## SET PROBLEM
Pick out every line in the records below that contains the word "green", and copy each of those lines in full.

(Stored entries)
★ ★ ★ ★ ★

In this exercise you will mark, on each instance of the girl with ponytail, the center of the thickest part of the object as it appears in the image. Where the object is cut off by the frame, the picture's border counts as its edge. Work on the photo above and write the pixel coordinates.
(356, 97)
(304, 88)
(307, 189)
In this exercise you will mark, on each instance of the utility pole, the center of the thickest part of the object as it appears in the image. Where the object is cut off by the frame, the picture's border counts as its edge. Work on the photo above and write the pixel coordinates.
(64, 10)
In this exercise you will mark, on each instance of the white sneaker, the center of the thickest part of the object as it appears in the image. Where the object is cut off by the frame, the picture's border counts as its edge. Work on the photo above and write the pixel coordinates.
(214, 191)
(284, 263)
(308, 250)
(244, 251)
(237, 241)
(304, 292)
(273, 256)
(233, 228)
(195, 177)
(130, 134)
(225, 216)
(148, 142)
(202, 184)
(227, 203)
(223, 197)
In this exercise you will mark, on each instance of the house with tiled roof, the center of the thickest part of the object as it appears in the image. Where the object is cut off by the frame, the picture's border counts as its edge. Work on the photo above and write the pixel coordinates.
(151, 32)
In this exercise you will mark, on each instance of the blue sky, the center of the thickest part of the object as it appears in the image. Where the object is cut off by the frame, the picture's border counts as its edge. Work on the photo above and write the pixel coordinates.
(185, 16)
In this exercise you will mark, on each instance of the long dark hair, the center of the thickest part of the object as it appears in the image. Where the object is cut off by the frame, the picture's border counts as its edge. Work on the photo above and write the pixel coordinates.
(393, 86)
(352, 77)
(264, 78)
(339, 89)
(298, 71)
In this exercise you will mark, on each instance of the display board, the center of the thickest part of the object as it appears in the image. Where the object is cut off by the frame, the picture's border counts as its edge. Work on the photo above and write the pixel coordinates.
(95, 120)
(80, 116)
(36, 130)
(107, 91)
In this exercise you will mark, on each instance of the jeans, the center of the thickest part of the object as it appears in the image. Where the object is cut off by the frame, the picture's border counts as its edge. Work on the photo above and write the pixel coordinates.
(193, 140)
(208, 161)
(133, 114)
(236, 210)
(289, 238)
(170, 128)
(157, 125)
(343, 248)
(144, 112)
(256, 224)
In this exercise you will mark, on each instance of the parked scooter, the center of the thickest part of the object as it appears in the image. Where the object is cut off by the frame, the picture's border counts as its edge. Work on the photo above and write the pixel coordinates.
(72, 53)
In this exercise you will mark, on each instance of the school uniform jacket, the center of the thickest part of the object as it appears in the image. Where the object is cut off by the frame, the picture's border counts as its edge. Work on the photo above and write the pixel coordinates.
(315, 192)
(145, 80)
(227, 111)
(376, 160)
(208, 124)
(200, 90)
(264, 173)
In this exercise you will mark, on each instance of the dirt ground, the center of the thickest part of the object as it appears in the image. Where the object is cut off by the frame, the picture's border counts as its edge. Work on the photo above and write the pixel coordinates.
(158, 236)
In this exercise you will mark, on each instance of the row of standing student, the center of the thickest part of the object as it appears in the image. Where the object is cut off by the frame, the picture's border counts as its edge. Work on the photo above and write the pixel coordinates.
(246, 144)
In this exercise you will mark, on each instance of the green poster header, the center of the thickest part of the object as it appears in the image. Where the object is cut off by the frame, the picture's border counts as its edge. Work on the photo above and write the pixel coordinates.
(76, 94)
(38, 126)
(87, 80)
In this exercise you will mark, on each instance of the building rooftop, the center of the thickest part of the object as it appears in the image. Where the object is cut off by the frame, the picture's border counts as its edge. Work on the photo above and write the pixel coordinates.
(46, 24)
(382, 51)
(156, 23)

★ ★ ★ ★ ★

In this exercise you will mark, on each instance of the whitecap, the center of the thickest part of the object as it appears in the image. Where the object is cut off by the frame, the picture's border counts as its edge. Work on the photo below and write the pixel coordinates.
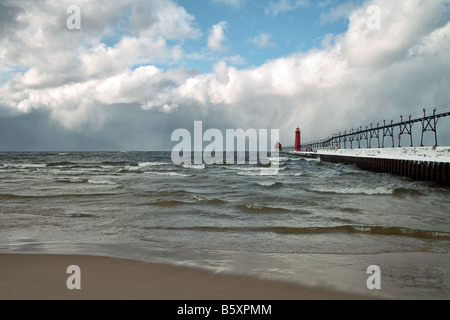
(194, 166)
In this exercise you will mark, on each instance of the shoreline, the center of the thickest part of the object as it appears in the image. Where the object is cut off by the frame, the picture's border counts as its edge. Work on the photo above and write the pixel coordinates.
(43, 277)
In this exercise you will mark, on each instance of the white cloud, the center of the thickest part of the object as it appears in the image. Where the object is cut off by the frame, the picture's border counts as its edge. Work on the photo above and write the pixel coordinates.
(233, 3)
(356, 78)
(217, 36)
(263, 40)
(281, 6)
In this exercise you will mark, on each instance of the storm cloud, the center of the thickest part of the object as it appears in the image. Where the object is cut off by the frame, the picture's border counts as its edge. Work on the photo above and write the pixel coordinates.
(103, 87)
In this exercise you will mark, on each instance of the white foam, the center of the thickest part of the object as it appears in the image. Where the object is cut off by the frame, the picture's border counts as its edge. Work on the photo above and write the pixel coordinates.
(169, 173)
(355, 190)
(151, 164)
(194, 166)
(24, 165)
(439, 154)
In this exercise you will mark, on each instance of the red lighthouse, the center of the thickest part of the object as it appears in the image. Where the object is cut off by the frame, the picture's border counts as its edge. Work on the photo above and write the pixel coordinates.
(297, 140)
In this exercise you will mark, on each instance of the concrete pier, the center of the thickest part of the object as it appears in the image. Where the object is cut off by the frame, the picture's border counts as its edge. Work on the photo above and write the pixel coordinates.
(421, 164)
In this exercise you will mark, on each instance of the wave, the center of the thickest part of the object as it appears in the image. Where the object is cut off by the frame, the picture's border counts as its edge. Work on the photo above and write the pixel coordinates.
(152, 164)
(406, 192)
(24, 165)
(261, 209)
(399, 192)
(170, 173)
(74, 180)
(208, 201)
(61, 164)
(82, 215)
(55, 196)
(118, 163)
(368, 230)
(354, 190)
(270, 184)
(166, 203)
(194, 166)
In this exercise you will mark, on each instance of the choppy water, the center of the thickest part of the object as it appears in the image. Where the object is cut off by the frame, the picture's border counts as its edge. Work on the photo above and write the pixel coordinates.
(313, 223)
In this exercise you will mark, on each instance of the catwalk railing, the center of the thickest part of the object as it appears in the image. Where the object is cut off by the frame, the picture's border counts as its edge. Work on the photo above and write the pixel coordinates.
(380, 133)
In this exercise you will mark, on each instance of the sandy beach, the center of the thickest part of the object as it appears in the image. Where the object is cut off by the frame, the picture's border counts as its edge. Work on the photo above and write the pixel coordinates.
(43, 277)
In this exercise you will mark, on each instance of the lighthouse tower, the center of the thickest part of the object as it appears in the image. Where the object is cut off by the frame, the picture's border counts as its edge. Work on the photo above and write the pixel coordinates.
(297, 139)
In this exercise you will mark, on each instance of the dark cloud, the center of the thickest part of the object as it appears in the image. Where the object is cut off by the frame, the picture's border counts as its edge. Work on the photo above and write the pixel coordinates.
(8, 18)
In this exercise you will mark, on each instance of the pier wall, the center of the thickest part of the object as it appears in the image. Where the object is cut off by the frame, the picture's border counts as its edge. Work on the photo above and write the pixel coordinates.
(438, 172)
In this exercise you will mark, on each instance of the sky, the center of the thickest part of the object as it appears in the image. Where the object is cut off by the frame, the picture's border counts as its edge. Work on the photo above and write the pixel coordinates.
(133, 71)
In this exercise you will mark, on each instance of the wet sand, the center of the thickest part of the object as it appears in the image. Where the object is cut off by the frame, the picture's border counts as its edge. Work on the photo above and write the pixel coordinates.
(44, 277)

★ ★ ★ ★ ★

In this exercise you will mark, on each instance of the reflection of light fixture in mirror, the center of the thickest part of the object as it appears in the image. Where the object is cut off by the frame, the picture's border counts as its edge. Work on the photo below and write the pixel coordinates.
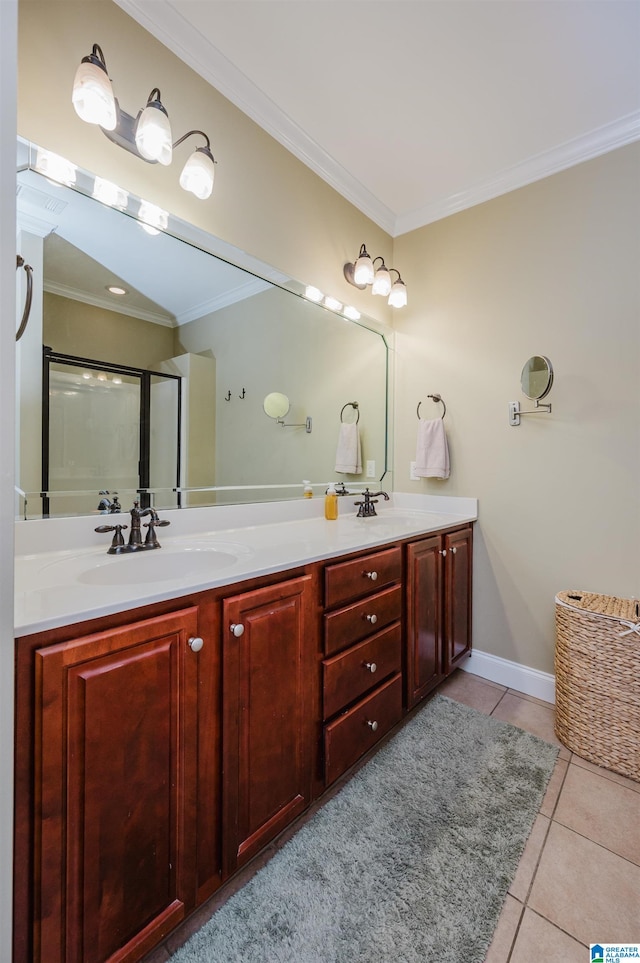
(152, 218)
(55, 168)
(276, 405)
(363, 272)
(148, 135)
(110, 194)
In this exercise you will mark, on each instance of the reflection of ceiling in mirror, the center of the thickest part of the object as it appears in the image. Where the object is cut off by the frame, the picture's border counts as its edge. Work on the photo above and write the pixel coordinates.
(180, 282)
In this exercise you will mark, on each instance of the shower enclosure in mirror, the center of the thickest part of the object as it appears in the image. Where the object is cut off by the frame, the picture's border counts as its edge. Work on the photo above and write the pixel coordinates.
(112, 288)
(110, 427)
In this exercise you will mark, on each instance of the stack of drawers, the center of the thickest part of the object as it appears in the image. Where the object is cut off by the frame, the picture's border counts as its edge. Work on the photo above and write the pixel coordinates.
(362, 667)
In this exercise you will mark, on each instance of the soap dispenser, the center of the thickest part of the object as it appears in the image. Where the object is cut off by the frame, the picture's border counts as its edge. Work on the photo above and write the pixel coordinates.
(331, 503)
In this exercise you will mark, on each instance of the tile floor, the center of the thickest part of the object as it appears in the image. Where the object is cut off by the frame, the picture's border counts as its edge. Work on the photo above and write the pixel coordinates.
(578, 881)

★ ★ ★ ★ ★

## RESULT BELOW
In this exercise you will mark, on each instance of the green poster header, the center of the thickest part of the object as it appears in the image. Where the object is cut off by the frame, the picture's border counts as its edge. Work on the photo above and write the pixel coordinates.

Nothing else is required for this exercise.